### INSTRUCTIONS
**A)** From the Cloudera walkthrough, print everything from "Building a Machine" down to "load the table.".
**B)** In the Cloudera walkthrough, which two columns does the shortened catalog keep?
**C)** Using the Cloudera walkthrough, explain in one to three sentences why it recommends PySpark SQL for get and scan operations.

Building a Machine Learning Application With Cloudera Data Science Workbench And Operational Database, Part 2: Querying/ Loading Data

by Manas Chakka

Posted in Technical | January 13, 2021 5 min read

In this installment, we’ll discuss how to do Get/Scan Operations and utilize PySpark SQL. Afterward, we’ll talk about Bulk Operations and then some troubleshooting errors you may come across while trying this yourself. Read the first blog here.

Get/Scan Operations

Using Catalogs

In this example, let’s load the table ‘tblEmployee’ that we made in the “Put Operations” in Part 1. I used the same exact catalog in order to load the table.

from pyspark.sql import SparkSession

spark = SparkSession \
 .builder \
 .appName("SampleApplication") \
 .getOrCreate()

tableCatalog = ''.join("""{
              "table":{"namespace":"default", "name":"tblEmployee", "tableCoder":"PrimitiveType"},
              "rowkey":"key",
              "columns":{
                "key":{"cf":"rowkey", "col":"key", "type":"int"},
                "empId":{"cf":"personal","col":"empId","type":"string"},
                "empName":{"cf":"personal", "col":"empName", "type":"string"},
                "empState":{"cf":"personal", "col":"empState", "type":"string"}
              }
            }""".split())

table = spark.read.format("org.apache.hadoop.hbase.spark") \
 .options(catalog=tableCatalog) \
 .option("hbase.spark.use.hbasecontext", False) \
 .load()

table.show()

Executing table.show() will give you:

In addition, you can edit the catalog where you can omit some columns that you don’t need. For example, if you only needed “key” and “empName” columns of the ‘tblEmployee’ table, then you can create a catalog below. If you replace the catalog in the example above with this one, table.show() will show you a PySpark Dataframe with only those two columns.

tableCatalog = ''.join("""{
                "table":{"namespace":"default", "name":"tblEmployee", "tableCoder":"PrimitiveType"},
                "rowkey":"key",
                "columns":{
                  "key":{"cf":"rowkey", "col":"key", "type":"int"},
                  "empName":{"cf":"personal", "col":"empName", "type":"string"}
                }
              }""".split())

Executing table.show() will give you:

There’s a limited amount of filtering you can do with catalogs itself, and the best way to perform get and scan operations is through PySpark SQL which will be discussed later.

### DATA
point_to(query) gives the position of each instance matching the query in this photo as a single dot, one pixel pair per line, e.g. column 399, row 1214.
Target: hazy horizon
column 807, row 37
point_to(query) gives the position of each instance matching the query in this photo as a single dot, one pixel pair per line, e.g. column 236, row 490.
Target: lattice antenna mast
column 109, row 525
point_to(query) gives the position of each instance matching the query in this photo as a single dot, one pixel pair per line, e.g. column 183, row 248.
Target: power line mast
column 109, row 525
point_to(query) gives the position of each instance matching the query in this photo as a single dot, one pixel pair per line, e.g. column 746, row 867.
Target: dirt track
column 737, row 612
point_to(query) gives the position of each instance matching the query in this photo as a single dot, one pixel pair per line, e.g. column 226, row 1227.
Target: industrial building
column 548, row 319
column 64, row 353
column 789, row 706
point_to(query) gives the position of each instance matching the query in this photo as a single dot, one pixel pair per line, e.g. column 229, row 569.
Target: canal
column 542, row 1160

---

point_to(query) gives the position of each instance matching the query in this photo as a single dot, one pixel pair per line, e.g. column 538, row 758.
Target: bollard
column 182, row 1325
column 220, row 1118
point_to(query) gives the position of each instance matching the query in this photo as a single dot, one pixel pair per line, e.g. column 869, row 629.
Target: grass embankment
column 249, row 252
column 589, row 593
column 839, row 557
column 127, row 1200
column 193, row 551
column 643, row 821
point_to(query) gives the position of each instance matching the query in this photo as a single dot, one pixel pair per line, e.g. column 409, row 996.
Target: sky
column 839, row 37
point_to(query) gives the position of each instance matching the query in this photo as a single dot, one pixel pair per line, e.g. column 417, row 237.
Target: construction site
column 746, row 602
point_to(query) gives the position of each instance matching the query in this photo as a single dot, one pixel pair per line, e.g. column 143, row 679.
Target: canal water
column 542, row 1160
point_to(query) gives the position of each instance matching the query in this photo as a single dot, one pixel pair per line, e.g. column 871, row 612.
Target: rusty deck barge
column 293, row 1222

---

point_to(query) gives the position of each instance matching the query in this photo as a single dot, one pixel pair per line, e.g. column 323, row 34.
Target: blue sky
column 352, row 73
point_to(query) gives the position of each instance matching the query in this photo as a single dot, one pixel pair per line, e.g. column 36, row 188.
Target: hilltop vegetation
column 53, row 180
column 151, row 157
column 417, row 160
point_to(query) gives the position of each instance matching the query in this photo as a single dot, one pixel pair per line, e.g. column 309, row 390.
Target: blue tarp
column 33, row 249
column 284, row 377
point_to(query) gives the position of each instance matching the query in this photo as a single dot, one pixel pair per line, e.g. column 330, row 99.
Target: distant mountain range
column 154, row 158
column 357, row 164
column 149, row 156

### FINAL ANSWERS
**A)**
Building a Machine Learning Application With Cloudera Data Science Workbench And Operational Database, Part 2: Querying/ Loading Data

by Manas Chakka

Posted in Technical | January 13, 2021 5 min read

In this installment, we’ll discuss how to do Get/Scan Operations and utilize PySpark SQL. Afterward, we’ll talk about Bulk Operations and then some troubleshooting errors you may come across while trying this yourself. Read the first blog here.

Get/Scan Operations

Using Catalogs

In this example, let’s load the table ‘tblEmployee’ that we made in the “Put Operations” in Part 1. I used the same exact catalog in order to load the table.

**B)** It keeps only the "key" and "empName" columns of the 'tblEmployee' table.

**C)** Catalogs themselves allow only a limited amount of filtering. For that reason, the walkthrough calls PySpark SQL the best way to perform get and scan operations.